■ **Document text**
——————
New faculty bring prestige, experience to Richmond

By LINDA EVANS
Editor, RichmondNow


Why would one of the nation's leading social psychologists leave a post he has held for decades at the top-rated liberal arts college in the country to join the faculty of the Jepson School of Leadership Studies?

Al Goethals, currently at Williams, will join the leadership school's faculty in January.

"I never dreamed I'd leave Williams College after 35 years, but there's nothing that compares with the excitement of what Richmond is trying to achieve," explains Al Goethals, who will join the Jepson faculty in January.

"Richmond is a very exciting and ambitious place, and I want to be part of its efforts to become one of the world's most distinguished small universities, offering, among other things, a superior undergraduate education."

Recruiting Goethals for the Jepson faculty is half of a one-two punch the University believes will give it the best concentration of social psychologists anywhere.

The other is Don Forsyth, who has spent the past 28 years developing a national reputation at Virginia Commonwealth University. As author of the best-selling textbook on group dynamics, Forsyth moves across town where he plans to explore "larger questions pertaining to groups, ethics and social change." Jepson's emphasis on an interdisciplinary approach to research and teaching parallels his interests, and the school, he says, will "provide me with the means and resources I need to achieve my most important research objectives."
——————
■ **Dataset extract**
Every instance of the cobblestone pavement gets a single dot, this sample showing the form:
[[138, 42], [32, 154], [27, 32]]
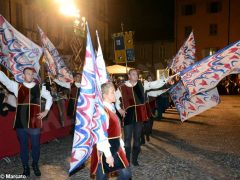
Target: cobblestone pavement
[[204, 147]]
——————
■ **Set of tasks**
a. Translate this sentence from the article on Richmond's new faculty into Spanish: "Al Goethals, currently at Williams, will join the leadership school's faculty in January."
b. Rewrite the part of the article on Richmond's new faculty between "Recruiting Goethals for" and "social psychologists anywhere.", inclusive, substituting "Hiring" for "Recruiting".

■ **Expected responses**
a. Al Goethals, actualmente en Williams, se incorporará al profesorado de la escuela de liderazgo en enero.

b.
Hiring Goethals for the Jepson faculty is half of a one-two punch the University believes will give it the best concentration of social psychologists anywhere.